## WRITTEN INSTRUCTION:
Give back exactly the lines from the one containing "Where can the yellow-green" through the end of the records, including both, and no others.

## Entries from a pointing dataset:
-- Start --

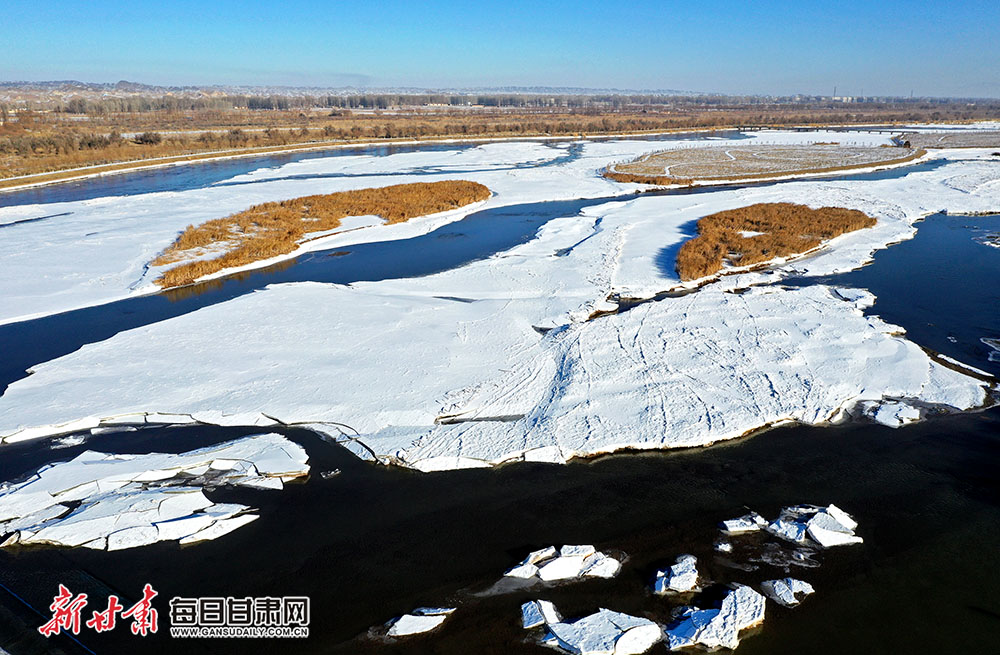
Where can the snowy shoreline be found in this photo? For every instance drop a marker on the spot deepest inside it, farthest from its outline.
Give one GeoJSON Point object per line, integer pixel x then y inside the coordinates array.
{"type": "Point", "coordinates": [503, 359]}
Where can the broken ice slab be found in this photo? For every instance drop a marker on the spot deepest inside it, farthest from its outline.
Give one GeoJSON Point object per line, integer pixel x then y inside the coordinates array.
{"type": "Point", "coordinates": [604, 633]}
{"type": "Point", "coordinates": [101, 500]}
{"type": "Point", "coordinates": [567, 563]}
{"type": "Point", "coordinates": [742, 608]}
{"type": "Point", "coordinates": [751, 522]}
{"type": "Point", "coordinates": [788, 592]}
{"type": "Point", "coordinates": [420, 620]}
{"type": "Point", "coordinates": [681, 577]}
{"type": "Point", "coordinates": [892, 413]}
{"type": "Point", "coordinates": [539, 612]}
{"type": "Point", "coordinates": [806, 524]}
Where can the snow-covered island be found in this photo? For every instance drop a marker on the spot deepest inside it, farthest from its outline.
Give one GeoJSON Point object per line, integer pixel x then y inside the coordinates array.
{"type": "Point", "coordinates": [520, 356]}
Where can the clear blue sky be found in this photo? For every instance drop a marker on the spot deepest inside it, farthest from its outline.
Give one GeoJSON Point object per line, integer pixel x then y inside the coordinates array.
{"type": "Point", "coordinates": [877, 47]}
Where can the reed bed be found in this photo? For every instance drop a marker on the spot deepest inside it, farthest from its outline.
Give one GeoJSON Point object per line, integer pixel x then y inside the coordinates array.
{"type": "Point", "coordinates": [277, 228]}
{"type": "Point", "coordinates": [762, 232]}
{"type": "Point", "coordinates": [701, 164]}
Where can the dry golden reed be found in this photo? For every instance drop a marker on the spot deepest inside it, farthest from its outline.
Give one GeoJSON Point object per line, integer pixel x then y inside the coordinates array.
{"type": "Point", "coordinates": [785, 229]}
{"type": "Point", "coordinates": [277, 228]}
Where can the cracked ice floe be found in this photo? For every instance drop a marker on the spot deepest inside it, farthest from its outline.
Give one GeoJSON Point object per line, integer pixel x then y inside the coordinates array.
{"type": "Point", "coordinates": [890, 412]}
{"type": "Point", "coordinates": [422, 619]}
{"type": "Point", "coordinates": [742, 608]}
{"type": "Point", "coordinates": [682, 372]}
{"type": "Point", "coordinates": [807, 524]}
{"type": "Point", "coordinates": [788, 592]}
{"type": "Point", "coordinates": [569, 562]}
{"type": "Point", "coordinates": [681, 577]}
{"type": "Point", "coordinates": [539, 612]}
{"type": "Point", "coordinates": [109, 501]}
{"type": "Point", "coordinates": [603, 633]}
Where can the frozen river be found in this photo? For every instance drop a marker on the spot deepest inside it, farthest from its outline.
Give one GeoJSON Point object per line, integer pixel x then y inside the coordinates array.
{"type": "Point", "coordinates": [491, 337]}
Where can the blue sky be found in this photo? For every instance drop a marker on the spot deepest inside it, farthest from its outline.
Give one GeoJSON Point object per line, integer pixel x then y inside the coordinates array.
{"type": "Point", "coordinates": [930, 47]}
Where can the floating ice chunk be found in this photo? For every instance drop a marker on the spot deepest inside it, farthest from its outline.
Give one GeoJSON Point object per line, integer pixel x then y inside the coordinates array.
{"type": "Point", "coordinates": [719, 628]}
{"type": "Point", "coordinates": [681, 577]}
{"type": "Point", "coordinates": [890, 412]}
{"type": "Point", "coordinates": [140, 535]}
{"type": "Point", "coordinates": [751, 522]}
{"type": "Point", "coordinates": [842, 517]}
{"type": "Point", "coordinates": [536, 556]}
{"type": "Point", "coordinates": [113, 501]}
{"type": "Point", "coordinates": [827, 526]}
{"type": "Point", "coordinates": [566, 563]}
{"type": "Point", "coordinates": [421, 620]}
{"type": "Point", "coordinates": [792, 531]}
{"type": "Point", "coordinates": [219, 528]}
{"type": "Point", "coordinates": [562, 568]}
{"type": "Point", "coordinates": [539, 612]}
{"type": "Point", "coordinates": [522, 571]}
{"type": "Point", "coordinates": [572, 551]}
{"type": "Point", "coordinates": [607, 633]}
{"type": "Point", "coordinates": [861, 298]}
{"type": "Point", "coordinates": [546, 455]}
{"type": "Point", "coordinates": [170, 419]}
{"type": "Point", "coordinates": [600, 565]}
{"type": "Point", "coordinates": [788, 592]}
{"type": "Point", "coordinates": [829, 538]}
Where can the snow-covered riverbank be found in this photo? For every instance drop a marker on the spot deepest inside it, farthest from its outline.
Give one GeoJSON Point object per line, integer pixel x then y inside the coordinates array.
{"type": "Point", "coordinates": [501, 360]}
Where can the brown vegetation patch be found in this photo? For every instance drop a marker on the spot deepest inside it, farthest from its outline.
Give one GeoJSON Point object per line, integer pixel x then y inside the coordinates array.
{"type": "Point", "coordinates": [774, 230]}
{"type": "Point", "coordinates": [957, 139]}
{"type": "Point", "coordinates": [277, 228]}
{"type": "Point", "coordinates": [740, 162]}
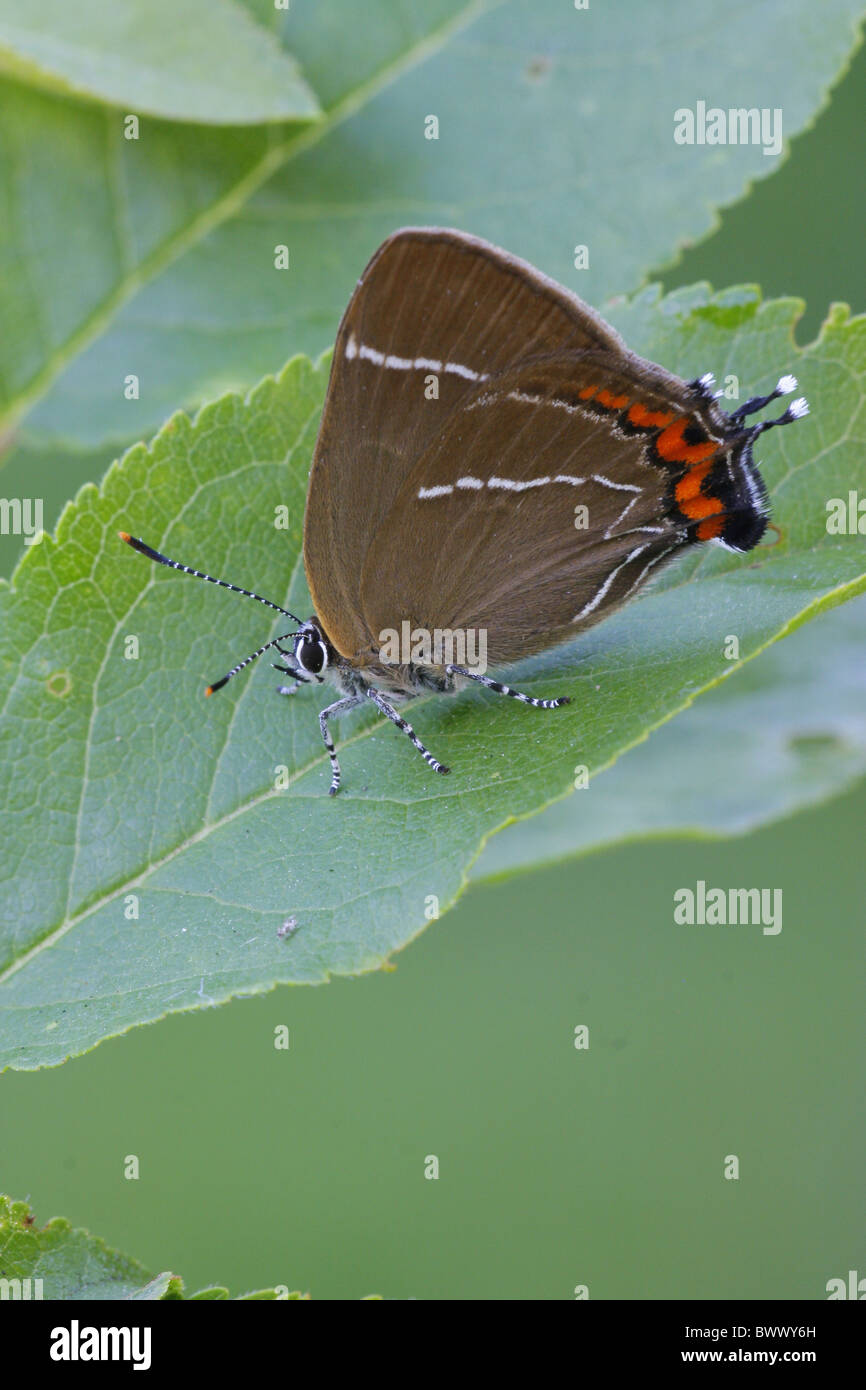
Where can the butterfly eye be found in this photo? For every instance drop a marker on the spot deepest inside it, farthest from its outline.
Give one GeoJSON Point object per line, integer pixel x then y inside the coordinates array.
{"type": "Point", "coordinates": [310, 655]}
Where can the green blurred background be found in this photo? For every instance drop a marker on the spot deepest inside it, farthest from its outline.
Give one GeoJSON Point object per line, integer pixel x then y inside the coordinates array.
{"type": "Point", "coordinates": [558, 1168]}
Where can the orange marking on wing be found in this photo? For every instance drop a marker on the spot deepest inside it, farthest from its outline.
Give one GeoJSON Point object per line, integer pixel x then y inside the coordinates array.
{"type": "Point", "coordinates": [711, 528]}
{"type": "Point", "coordinates": [691, 501]}
{"type": "Point", "coordinates": [701, 506]}
{"type": "Point", "coordinates": [673, 448]}
{"type": "Point", "coordinates": [690, 483]}
{"type": "Point", "coordinates": [645, 419]}
{"type": "Point", "coordinates": [612, 402]}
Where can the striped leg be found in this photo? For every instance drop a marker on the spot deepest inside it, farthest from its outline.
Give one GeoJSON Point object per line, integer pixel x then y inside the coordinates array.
{"type": "Point", "coordinates": [405, 729]}
{"type": "Point", "coordinates": [291, 670]}
{"type": "Point", "coordinates": [341, 706]}
{"type": "Point", "coordinates": [299, 680]}
{"type": "Point", "coordinates": [506, 690]}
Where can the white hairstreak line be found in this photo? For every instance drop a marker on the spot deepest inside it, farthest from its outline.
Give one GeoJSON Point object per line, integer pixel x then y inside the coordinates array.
{"type": "Point", "coordinates": [492, 460]}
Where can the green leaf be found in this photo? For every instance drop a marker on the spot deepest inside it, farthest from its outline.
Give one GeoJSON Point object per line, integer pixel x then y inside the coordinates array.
{"type": "Point", "coordinates": [150, 858]}
{"type": "Point", "coordinates": [553, 132]}
{"type": "Point", "coordinates": [59, 1262]}
{"type": "Point", "coordinates": [202, 61]}
{"type": "Point", "coordinates": [784, 733]}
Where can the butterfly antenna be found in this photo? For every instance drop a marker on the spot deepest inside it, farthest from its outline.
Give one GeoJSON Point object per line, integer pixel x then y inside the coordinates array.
{"type": "Point", "coordinates": [274, 641]}
{"type": "Point", "coordinates": [173, 565]}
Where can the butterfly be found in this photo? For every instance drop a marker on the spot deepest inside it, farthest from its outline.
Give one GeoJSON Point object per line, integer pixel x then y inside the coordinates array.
{"type": "Point", "coordinates": [495, 471]}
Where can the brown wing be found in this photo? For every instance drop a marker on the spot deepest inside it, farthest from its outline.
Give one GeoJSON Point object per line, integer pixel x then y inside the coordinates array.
{"type": "Point", "coordinates": [431, 302]}
{"type": "Point", "coordinates": [484, 531]}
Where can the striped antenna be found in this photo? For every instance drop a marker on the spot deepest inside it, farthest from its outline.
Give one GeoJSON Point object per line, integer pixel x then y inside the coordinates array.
{"type": "Point", "coordinates": [274, 641]}
{"type": "Point", "coordinates": [173, 565]}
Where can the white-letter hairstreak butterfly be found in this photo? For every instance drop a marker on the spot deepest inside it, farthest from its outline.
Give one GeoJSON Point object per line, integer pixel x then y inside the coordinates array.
{"type": "Point", "coordinates": [494, 460]}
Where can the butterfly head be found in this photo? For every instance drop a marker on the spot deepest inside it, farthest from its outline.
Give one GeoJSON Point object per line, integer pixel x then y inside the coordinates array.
{"type": "Point", "coordinates": [312, 648]}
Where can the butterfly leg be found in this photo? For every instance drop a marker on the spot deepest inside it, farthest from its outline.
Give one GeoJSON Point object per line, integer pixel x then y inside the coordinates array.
{"type": "Point", "coordinates": [299, 680]}
{"type": "Point", "coordinates": [339, 706]}
{"type": "Point", "coordinates": [405, 729]}
{"type": "Point", "coordinates": [506, 690]}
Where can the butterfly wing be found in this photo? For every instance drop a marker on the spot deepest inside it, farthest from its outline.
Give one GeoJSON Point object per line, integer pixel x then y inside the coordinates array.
{"type": "Point", "coordinates": [431, 305]}
{"type": "Point", "coordinates": [541, 505]}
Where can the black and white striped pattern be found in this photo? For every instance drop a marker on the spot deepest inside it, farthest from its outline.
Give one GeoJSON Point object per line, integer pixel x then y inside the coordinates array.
{"type": "Point", "coordinates": [508, 690]}
{"type": "Point", "coordinates": [405, 729]}
{"type": "Point", "coordinates": [199, 574]}
{"type": "Point", "coordinates": [339, 706]}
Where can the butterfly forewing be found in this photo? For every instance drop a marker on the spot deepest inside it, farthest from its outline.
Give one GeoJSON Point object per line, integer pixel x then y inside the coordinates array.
{"type": "Point", "coordinates": [434, 316]}
{"type": "Point", "coordinates": [528, 516]}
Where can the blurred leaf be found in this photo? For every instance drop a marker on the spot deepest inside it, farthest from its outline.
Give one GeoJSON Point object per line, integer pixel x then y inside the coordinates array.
{"type": "Point", "coordinates": [74, 1264]}
{"type": "Point", "coordinates": [199, 61]}
{"type": "Point", "coordinates": [128, 795]}
{"type": "Point", "coordinates": [784, 733]}
{"type": "Point", "coordinates": [552, 134]}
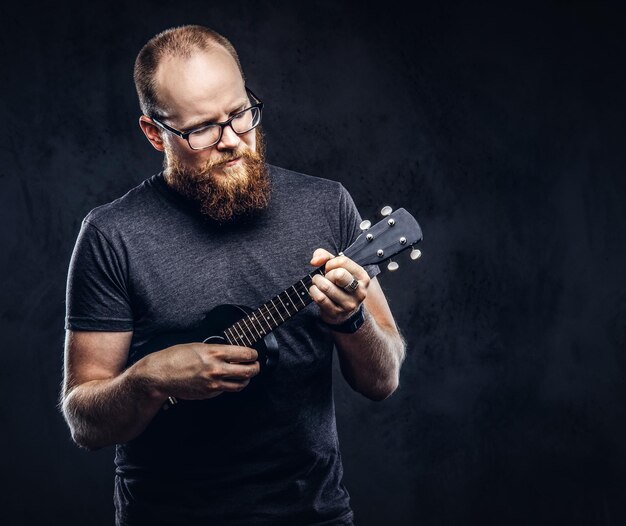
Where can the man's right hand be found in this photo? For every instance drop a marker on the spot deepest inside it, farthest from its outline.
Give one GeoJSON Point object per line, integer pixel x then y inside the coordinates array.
{"type": "Point", "coordinates": [197, 371]}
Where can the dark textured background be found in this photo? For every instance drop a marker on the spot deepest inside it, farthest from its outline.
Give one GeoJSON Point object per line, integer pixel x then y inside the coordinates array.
{"type": "Point", "coordinates": [501, 128]}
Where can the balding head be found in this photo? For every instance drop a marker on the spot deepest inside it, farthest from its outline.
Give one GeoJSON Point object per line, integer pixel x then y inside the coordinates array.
{"type": "Point", "coordinates": [175, 43]}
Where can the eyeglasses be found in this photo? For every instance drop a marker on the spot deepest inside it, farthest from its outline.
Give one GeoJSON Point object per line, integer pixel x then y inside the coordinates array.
{"type": "Point", "coordinates": [209, 135]}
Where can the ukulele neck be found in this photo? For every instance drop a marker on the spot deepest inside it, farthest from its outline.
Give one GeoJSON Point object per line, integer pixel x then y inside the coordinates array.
{"type": "Point", "coordinates": [273, 313]}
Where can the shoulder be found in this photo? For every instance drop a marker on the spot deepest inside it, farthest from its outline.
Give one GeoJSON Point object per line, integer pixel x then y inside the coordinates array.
{"type": "Point", "coordinates": [129, 208]}
{"type": "Point", "coordinates": [291, 181]}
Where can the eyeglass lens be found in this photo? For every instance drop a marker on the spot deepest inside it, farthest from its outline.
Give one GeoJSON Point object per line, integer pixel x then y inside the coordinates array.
{"type": "Point", "coordinates": [241, 123]}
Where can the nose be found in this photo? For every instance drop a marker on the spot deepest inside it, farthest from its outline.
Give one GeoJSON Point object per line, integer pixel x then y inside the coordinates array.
{"type": "Point", "coordinates": [229, 140]}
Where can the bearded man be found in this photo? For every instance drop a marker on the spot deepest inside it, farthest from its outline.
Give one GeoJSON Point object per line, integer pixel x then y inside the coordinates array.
{"type": "Point", "coordinates": [218, 225]}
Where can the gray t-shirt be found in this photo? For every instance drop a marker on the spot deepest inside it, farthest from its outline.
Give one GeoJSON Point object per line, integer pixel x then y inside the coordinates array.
{"type": "Point", "coordinates": [150, 263]}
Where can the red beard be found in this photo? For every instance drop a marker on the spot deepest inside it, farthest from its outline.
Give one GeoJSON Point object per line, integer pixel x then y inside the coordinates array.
{"type": "Point", "coordinates": [240, 190]}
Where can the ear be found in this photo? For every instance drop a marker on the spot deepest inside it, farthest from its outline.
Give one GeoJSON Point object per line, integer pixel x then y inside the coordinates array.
{"type": "Point", "coordinates": [152, 132]}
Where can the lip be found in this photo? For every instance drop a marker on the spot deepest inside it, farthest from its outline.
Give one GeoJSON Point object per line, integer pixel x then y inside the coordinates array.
{"type": "Point", "coordinates": [232, 162]}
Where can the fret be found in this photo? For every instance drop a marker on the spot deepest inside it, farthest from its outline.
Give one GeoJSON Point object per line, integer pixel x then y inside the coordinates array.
{"type": "Point", "coordinates": [271, 317]}
{"type": "Point", "coordinates": [243, 340]}
{"type": "Point", "coordinates": [251, 318]}
{"type": "Point", "coordinates": [281, 316]}
{"type": "Point", "coordinates": [247, 328]}
{"type": "Point", "coordinates": [254, 318]}
{"type": "Point", "coordinates": [228, 338]}
{"type": "Point", "coordinates": [298, 295]}
{"type": "Point", "coordinates": [281, 302]}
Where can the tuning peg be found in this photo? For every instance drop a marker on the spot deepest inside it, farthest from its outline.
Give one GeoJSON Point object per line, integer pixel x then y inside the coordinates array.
{"type": "Point", "coordinates": [416, 253]}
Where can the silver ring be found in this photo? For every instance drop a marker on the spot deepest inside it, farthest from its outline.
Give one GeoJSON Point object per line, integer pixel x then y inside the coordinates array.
{"type": "Point", "coordinates": [352, 286]}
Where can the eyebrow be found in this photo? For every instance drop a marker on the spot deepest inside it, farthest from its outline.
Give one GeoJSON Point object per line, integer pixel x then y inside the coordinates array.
{"type": "Point", "coordinates": [199, 122]}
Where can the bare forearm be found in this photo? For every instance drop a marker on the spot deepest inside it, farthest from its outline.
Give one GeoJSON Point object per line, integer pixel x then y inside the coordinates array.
{"type": "Point", "coordinates": [111, 411]}
{"type": "Point", "coordinates": [371, 358]}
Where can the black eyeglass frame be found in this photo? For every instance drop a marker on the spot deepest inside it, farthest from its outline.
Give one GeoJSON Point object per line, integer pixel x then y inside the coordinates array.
{"type": "Point", "coordinates": [185, 134]}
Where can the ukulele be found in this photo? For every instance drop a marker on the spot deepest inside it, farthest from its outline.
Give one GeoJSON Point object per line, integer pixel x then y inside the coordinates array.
{"type": "Point", "coordinates": [241, 325]}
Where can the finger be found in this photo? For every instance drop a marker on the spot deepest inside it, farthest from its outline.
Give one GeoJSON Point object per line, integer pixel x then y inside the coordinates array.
{"type": "Point", "coordinates": [233, 386]}
{"type": "Point", "coordinates": [344, 300]}
{"type": "Point", "coordinates": [239, 371]}
{"type": "Point", "coordinates": [325, 303]}
{"type": "Point", "coordinates": [237, 354]}
{"type": "Point", "coordinates": [320, 256]}
{"type": "Point", "coordinates": [340, 277]}
{"type": "Point", "coordinates": [353, 268]}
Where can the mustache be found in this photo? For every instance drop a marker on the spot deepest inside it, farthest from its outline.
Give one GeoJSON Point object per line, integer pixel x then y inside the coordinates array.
{"type": "Point", "coordinates": [244, 153]}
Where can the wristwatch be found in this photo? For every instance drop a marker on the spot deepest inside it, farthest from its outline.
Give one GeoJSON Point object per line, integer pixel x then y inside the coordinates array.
{"type": "Point", "coordinates": [351, 325]}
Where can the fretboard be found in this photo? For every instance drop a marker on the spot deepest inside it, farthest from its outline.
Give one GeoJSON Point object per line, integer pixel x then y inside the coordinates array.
{"type": "Point", "coordinates": [253, 327]}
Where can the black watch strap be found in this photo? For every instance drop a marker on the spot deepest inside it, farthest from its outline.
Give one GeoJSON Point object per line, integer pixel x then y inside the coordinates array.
{"type": "Point", "coordinates": [351, 325]}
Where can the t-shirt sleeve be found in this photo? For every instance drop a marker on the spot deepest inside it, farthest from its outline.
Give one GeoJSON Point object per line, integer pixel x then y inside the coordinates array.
{"type": "Point", "coordinates": [97, 289]}
{"type": "Point", "coordinates": [350, 220]}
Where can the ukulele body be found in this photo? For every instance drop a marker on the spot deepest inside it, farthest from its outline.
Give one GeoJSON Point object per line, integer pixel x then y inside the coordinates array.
{"type": "Point", "coordinates": [211, 330]}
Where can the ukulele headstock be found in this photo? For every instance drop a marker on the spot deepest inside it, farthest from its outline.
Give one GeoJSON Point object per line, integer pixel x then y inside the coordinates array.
{"type": "Point", "coordinates": [396, 232]}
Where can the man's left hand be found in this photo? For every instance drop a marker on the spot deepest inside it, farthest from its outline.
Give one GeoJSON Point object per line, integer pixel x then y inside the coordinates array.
{"type": "Point", "coordinates": [331, 292]}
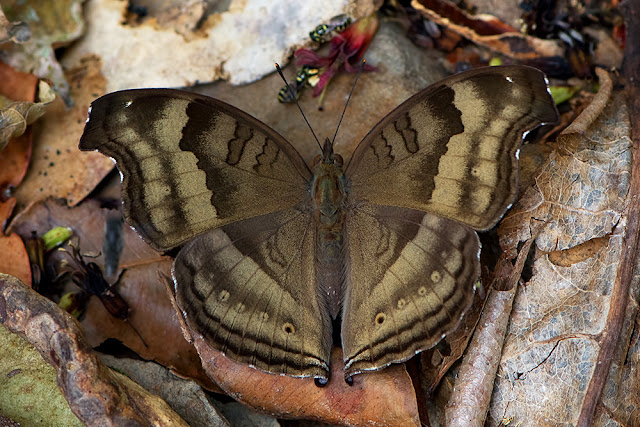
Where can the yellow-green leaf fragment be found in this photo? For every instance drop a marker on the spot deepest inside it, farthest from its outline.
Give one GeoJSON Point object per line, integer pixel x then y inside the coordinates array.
{"type": "Point", "coordinates": [56, 236]}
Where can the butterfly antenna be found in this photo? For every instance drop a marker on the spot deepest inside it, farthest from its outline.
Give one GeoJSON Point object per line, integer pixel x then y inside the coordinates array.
{"type": "Point", "coordinates": [299, 108]}
{"type": "Point", "coordinates": [347, 103]}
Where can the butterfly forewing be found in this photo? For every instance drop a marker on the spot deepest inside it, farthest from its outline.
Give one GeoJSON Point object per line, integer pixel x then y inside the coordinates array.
{"type": "Point", "coordinates": [451, 148]}
{"type": "Point", "coordinates": [446, 161]}
{"type": "Point", "coordinates": [191, 163]}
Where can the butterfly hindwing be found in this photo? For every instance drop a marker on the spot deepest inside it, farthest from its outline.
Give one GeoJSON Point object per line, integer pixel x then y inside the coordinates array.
{"type": "Point", "coordinates": [249, 289]}
{"type": "Point", "coordinates": [413, 276]}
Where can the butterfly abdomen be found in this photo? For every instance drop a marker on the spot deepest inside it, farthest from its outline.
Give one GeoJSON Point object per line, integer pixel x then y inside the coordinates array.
{"type": "Point", "coordinates": [329, 199]}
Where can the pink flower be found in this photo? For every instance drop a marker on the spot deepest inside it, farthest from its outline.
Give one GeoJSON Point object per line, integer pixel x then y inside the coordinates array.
{"type": "Point", "coordinates": [345, 53]}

-- End --

## ANSWER TO THE PROBLEM:
Where can the yellow-green leaf fragment be found in this photo? For every instance drop a marker on the spot deepest inside it, farthest from its outline.
Give one GeoJSON Point object per line, integer pixel x then y inside the coordinates array.
{"type": "Point", "coordinates": [56, 236]}
Where can the butterfly antenna be found in this photo? For every instance drop a marker on the spot deepest inside it, farthest from its outline.
Give one GeoJSON Point object per line, integer pixel x then y inside the coordinates array.
{"type": "Point", "coordinates": [299, 108]}
{"type": "Point", "coordinates": [347, 103]}
Where can the butterfly forewing be found in this photo? For every instance drop a marker on the spot deepest inside it, farthest from its outline.
Give one GeoJSON Point object per line, integer pixel x then y inside the coordinates array.
{"type": "Point", "coordinates": [451, 148]}
{"type": "Point", "coordinates": [446, 161]}
{"type": "Point", "coordinates": [191, 163]}
Where can the butterfly hindwing be found in this photo? For every instance drop a marker on the spot deepest inside it, farthest from its outline.
Give one GeoJSON Point object per line, integer pixel x then y inside the coordinates array.
{"type": "Point", "coordinates": [249, 289]}
{"type": "Point", "coordinates": [413, 276]}
Where can the butterfly abdomen be found in this photo? For every instance drop a marker on the spot deepest inside it, farthest from its outline.
Give one GeoJSON Point object per line, integer pixel x then y inside the coordinates array.
{"type": "Point", "coordinates": [329, 199]}
Where can the pink flower be found in this photo? For every instance drop a marker on the spot deepest inside it, farthest from its outline.
Give one GeoJSON Point object per line, integer pixel x then y inside the coordinates array.
{"type": "Point", "coordinates": [345, 53]}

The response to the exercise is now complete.